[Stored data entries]
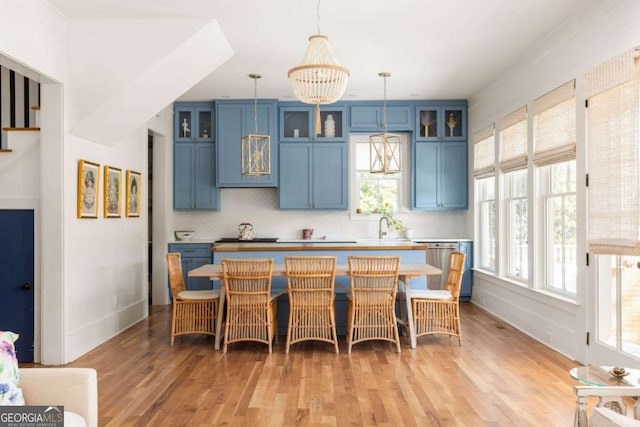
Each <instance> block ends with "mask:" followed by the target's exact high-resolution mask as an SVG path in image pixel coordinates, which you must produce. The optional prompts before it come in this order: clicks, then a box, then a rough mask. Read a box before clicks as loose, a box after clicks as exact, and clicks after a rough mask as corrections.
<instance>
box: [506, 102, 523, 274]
mask: <svg viewBox="0 0 640 427" xmlns="http://www.w3.org/2000/svg"><path fill="white" fill-rule="evenodd" d="M527 133H528V130H527V107H526V106H524V107H522V108H519V109H517V110H516V111H514V112H512V113H510V114H508V115H506V116H504V117H503V118H502V119H501V120H500V170H501V171H502V172H503V173H504V177H503V183H504V187H505V192H504V194H505V207H506V209H505V217H506V224H507V230H506V237H507V239H506V249H507V250H506V255H507V263H506V266H507V271H506V273H507V276H508V277H510V278H512V279H515V280H520V281H526V280H527V278H528V277H529V271H528V270H529V236H528V218H529V204H528V197H527V195H528V194H527V181H528V173H527Z"/></svg>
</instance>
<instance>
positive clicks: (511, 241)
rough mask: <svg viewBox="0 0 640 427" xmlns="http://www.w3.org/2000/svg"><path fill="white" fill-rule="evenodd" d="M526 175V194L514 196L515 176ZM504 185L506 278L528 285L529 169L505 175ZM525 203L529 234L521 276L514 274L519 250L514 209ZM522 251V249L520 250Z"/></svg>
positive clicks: (526, 243) (525, 187) (524, 252)
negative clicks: (515, 206)
mask: <svg viewBox="0 0 640 427" xmlns="http://www.w3.org/2000/svg"><path fill="white" fill-rule="evenodd" d="M522 173H524V174H525V175H526V180H525V182H526V186H525V193H524V195H520V196H514V191H513V190H514V189H513V186H514V180H515V174H522ZM503 183H504V186H505V197H504V201H505V208H506V209H505V224H506V233H505V234H506V245H505V246H506V258H507V259H506V276H507V277H508V278H509V279H512V280H515V281H518V282H522V283H527V282H528V281H529V253H528V252H529V244H530V242H531V236H529V228H528V224H529V193H528V183H529V173H528V171H527V169H520V170H515V171H512V172H508V173H505V174H504V175H503ZM523 201H524V203H525V204H526V207H527V209H526V214H525V215H524V217H525V221H526V223H525V232H526V233H527V238H526V244H525V245H524V253H523V254H521V262H520V263H519V264H520V271H521V272H522V273H521V274H520V275H517V274H514V273H513V271H514V267H515V266H514V262H515V261H516V258H517V257H516V256H515V253H514V250H516V249H517V248H516V247H515V245H516V243H517V242H516V239H515V236H513V230H514V228H515V224H514V222H513V221H514V220H516V219H517V218H514V211H513V209H514V207H515V205H516V204H518V203H522V202H523ZM520 251H522V248H520Z"/></svg>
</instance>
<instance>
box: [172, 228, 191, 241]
mask: <svg viewBox="0 0 640 427" xmlns="http://www.w3.org/2000/svg"><path fill="white" fill-rule="evenodd" d="M175 234H176V239H178V240H191V239H193V236H195V234H196V232H195V231H193V230H176V231H175Z"/></svg>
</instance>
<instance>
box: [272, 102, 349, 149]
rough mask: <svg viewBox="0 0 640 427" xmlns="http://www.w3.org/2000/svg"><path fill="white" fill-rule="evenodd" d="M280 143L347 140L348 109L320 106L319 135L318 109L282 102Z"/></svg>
mask: <svg viewBox="0 0 640 427" xmlns="http://www.w3.org/2000/svg"><path fill="white" fill-rule="evenodd" d="M279 110H280V142H309V141H328V142H329V141H330V142H340V141H346V140H347V128H346V126H347V118H346V108H345V107H343V106H340V105H336V104H331V105H327V106H324V105H321V106H320V126H319V127H320V133H317V126H316V107H315V106H313V105H306V104H302V103H300V102H281V103H279Z"/></svg>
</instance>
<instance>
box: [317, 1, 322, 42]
mask: <svg viewBox="0 0 640 427" xmlns="http://www.w3.org/2000/svg"><path fill="white" fill-rule="evenodd" d="M316 17H317V19H318V34H321V33H320V0H318V6H317V7H316Z"/></svg>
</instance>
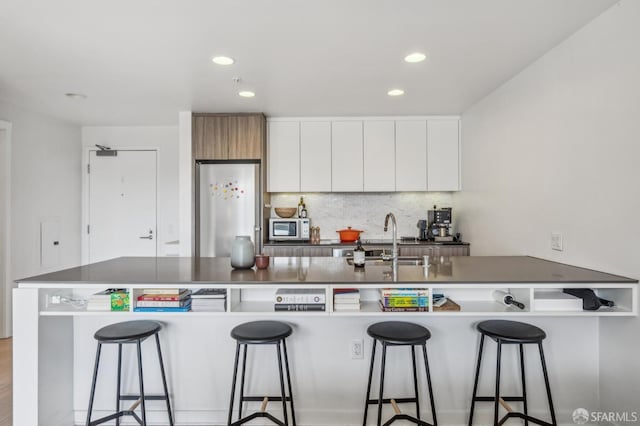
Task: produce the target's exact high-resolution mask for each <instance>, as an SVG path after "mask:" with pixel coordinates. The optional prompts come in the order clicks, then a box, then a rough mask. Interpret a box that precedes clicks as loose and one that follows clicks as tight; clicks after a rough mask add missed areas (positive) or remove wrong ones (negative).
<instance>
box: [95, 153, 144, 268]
mask: <svg viewBox="0 0 640 426" xmlns="http://www.w3.org/2000/svg"><path fill="white" fill-rule="evenodd" d="M156 163H157V153H156V151H117V155H115V156H100V155H98V151H89V221H88V229H87V232H88V234H89V244H88V248H89V256H88V257H89V262H90V263H92V262H100V261H102V260H107V259H112V258H115V257H120V256H156V250H157V232H156V192H157V188H156V182H157V179H156V173H157V168H156Z"/></svg>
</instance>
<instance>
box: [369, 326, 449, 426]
mask: <svg viewBox="0 0 640 426" xmlns="http://www.w3.org/2000/svg"><path fill="white" fill-rule="evenodd" d="M367 334H368V335H369V336H371V337H373V348H372V349H371V366H370V368H369V382H368V384H367V399H366V400H365V404H364V419H363V420H362V425H363V426H366V424H367V411H368V409H369V404H378V423H377V424H378V426H380V423H381V417H382V404H389V403H390V404H391V405H392V406H393V409H394V411H395V413H396V414H395V415H394V416H393V417H391V418H390V419H389V420H388V421H387V422H386V423H385V424H384V425H385V426H387V425H390V424H391V423H393V422H395V421H396V420H408V421H410V422H413V423H415V424H418V425H422V426H437V425H438V420H437V419H436V407H435V403H434V401H433V389H432V388H431V374H430V373H429V360H428V358H427V344H426V343H427V340H429V339H430V338H431V332H430V331H429V330H428V329H426V328H425V327H422V326H421V325H418V324H413V323H410V322H403V321H385V322H379V323H376V324H373V325H371V326H369V328H367ZM378 341H379V342H380V344H381V345H382V363H381V366H380V393H379V394H378V399H369V397H370V396H371V379H372V377H373V361H374V359H375V356H376V342H378ZM388 346H411V358H412V361H413V388H414V393H415V396H414V397H413V398H383V391H384V365H385V361H386V357H387V347H388ZM416 346H422V353H423V355H424V367H425V371H426V374H427V386H428V388H429V401H430V402H431V415H432V416H433V424H430V423H427V422H425V421H423V420H421V419H420V399H419V397H418V374H417V371H416V369H417V365H416V351H415V347H416ZM406 402H415V404H416V417H412V416H409V415H407V414H402V413H401V412H400V410H399V408H398V406H397V405H396V404H398V403H406Z"/></svg>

__Exercise objective__
Output all of the rows above as a numbered list, omitting any blank lines and excluding the pictures.

__Response to this task__
1. Each <instance> block ends with "mask:" followed by the target's exact high-resolution mask as an SVG path in image pixel coordinates, which you must produce. The optional prompts before it come in this order: clicks, then a box, then a rough mask. Read a box before clicks as loose, a box after clicks as exact, and clicks after a rough mask as corrections.
2. <instance>
3. box: [506, 102, 523, 274]
4. mask: <svg viewBox="0 0 640 427" xmlns="http://www.w3.org/2000/svg"><path fill="white" fill-rule="evenodd" d="M527 133H528V130H527V107H526V106H524V107H522V108H519V109H517V110H516V111H514V112H512V113H510V114H508V115H506V116H504V117H503V118H502V119H501V120H500V170H501V171H502V172H503V173H504V177H503V183H504V187H505V192H504V194H505V207H506V209H505V217H506V224H507V230H506V237H507V239H506V249H507V250H506V255H507V263H506V266H507V271H506V273H507V276H508V277H510V278H512V279H515V280H520V281H526V280H527V278H528V277H529V271H528V270H529V236H528V218H529V204H528V197H527V195H528V194H527V181H528V173H527Z"/></svg>
5. </instance>
6. <instance>
7. positive clicks: (511, 241)
8. rough mask: <svg viewBox="0 0 640 427" xmlns="http://www.w3.org/2000/svg"><path fill="white" fill-rule="evenodd" d="M526 175V194L514 196L515 176ZM504 185L506 278L528 285L529 169L505 175ZM525 203L529 234L521 276L514 274L519 250L514 209ZM522 251V249L520 250Z"/></svg>
9. positive clicks: (526, 243) (525, 187) (524, 252)
10. negative clicks: (515, 206)
11. mask: <svg viewBox="0 0 640 427" xmlns="http://www.w3.org/2000/svg"><path fill="white" fill-rule="evenodd" d="M522 173H524V174H525V175H526V180H525V182H526V186H525V193H524V195H520V196H514V191H513V190H514V189H513V186H514V180H515V174H522ZM503 183H504V186H505V197H504V201H505V208H506V209H505V224H506V233H505V234H506V245H505V246H506V258H507V259H506V276H507V277H508V278H509V279H512V280H515V281H518V282H522V283H527V282H528V281H529V253H528V252H529V244H530V242H531V236H529V228H528V224H529V193H528V183H529V173H528V171H527V169H520V170H515V171H512V172H508V173H505V174H504V175H503ZM523 201H524V203H525V204H526V207H527V209H526V214H525V215H524V217H525V221H526V223H525V232H526V233H527V238H526V244H525V245H524V253H523V254H521V262H520V263H519V264H520V271H521V272H522V273H521V274H520V275H517V274H514V273H513V271H514V267H515V266H514V262H515V261H516V258H517V257H516V256H515V253H514V250H516V249H517V248H516V247H515V245H516V243H517V242H516V239H515V236H513V230H514V228H515V224H514V222H513V221H514V220H516V219H517V218H514V211H513V209H514V207H515V205H516V204H518V203H522V202H523ZM520 251H522V248H520Z"/></svg>
12. </instance>
13. <instance>
14. box: [172, 228, 191, 241]
15. mask: <svg viewBox="0 0 640 427" xmlns="http://www.w3.org/2000/svg"><path fill="white" fill-rule="evenodd" d="M175 234H176V239H178V240H191V239H193V236H195V234H196V232H195V231H193V230H176V231H175Z"/></svg>
16. </instance>
17. <instance>
18. box: [272, 102, 349, 149]
19. rough mask: <svg viewBox="0 0 640 427" xmlns="http://www.w3.org/2000/svg"><path fill="white" fill-rule="evenodd" d="M280 143L347 140L348 109L320 106L319 135L318 109L282 102Z"/></svg>
20. mask: <svg viewBox="0 0 640 427" xmlns="http://www.w3.org/2000/svg"><path fill="white" fill-rule="evenodd" d="M279 110H280V142H309V141H328V142H329V141H330V142H340V141H346V140H347V128H346V126H347V118H346V108H345V107H343V106H340V105H336V104H331V105H327V106H324V105H321V106H320V126H319V127H320V133H317V126H316V107H315V106H313V105H306V104H302V103H300V102H281V103H279Z"/></svg>
21. </instance>
22. <instance>
23. box: [317, 1, 322, 42]
24. mask: <svg viewBox="0 0 640 427" xmlns="http://www.w3.org/2000/svg"><path fill="white" fill-rule="evenodd" d="M316 17H317V19H318V34H321V33H320V0H318V6H317V7H316Z"/></svg>
25. </instance>
26. Task: produce the target's exact high-resolution mask for each <instance>, as an SVG path after "mask:" with pixel coordinates. The optional prompts come in the order clicks, then a box, then a rough mask. Interpret a box that precedes clicks as loose and one that follows clicks as tight; clicks after a rough mask add missed areas (positive) or remove wrong ones (negative).
27. <instance>
28. box: [95, 153, 144, 268]
29. mask: <svg viewBox="0 0 640 426" xmlns="http://www.w3.org/2000/svg"><path fill="white" fill-rule="evenodd" d="M156 163H157V153H156V151H117V155H115V156H100V155H98V151H89V221H88V229H87V232H88V234H89V244H88V248H89V256H88V257H89V262H90V263H92V262H100V261H102V260H107V259H112V258H115V257H120V256H156V250H157V232H156V192H157V188H156V182H157V179H156V173H157V168H156Z"/></svg>
30. </instance>
31. <instance>
32. box: [369, 326, 449, 426]
33. mask: <svg viewBox="0 0 640 426" xmlns="http://www.w3.org/2000/svg"><path fill="white" fill-rule="evenodd" d="M367 334H368V335H369V336H371V337H373V348H372V349H371V366H370V368H369V382H368V384H367V399H366V400H365V404H364V419H363V420H362V425H363V426H366V424H367V411H368V409H369V404H378V423H377V424H378V426H380V423H381V417H382V404H389V403H390V404H391V405H392V406H393V409H394V411H395V413H396V414H395V415H394V416H393V417H391V418H390V419H389V420H388V421H387V422H386V423H385V424H384V425H385V426H387V425H390V424H391V423H393V422H395V421H396V420H408V421H410V422H413V423H415V424H418V425H422V426H437V425H438V420H437V419H436V407H435V403H434V401H433V389H432V388H431V374H430V373H429V360H428V358H427V344H426V343H427V340H429V339H430V338H431V332H430V331H429V330H428V329H426V328H425V327H422V326H421V325H418V324H413V323H410V322H403V321H385V322H379V323H376V324H373V325H371V326H369V328H367ZM378 341H379V342H380V344H381V345H382V363H381V366H380V393H379V394H378V399H369V397H370V396H371V379H372V377H373V361H374V359H375V356H376V342H378ZM388 346H411V358H412V361H413V388H414V393H415V396H414V397H413V398H383V391H384V365H385V361H386V357H387V347H388ZM416 346H422V353H423V355H424V367H425V371H426V374H427V386H428V388H429V401H430V402H431V415H432V416H433V424H430V423H427V422H425V421H423V420H421V419H420V399H419V397H418V374H417V371H416V369H417V365H416V351H415V347H416ZM406 402H415V404H416V417H412V416H409V415H407V414H402V413H401V412H400V410H399V408H398V406H397V405H396V404H398V403H406Z"/></svg>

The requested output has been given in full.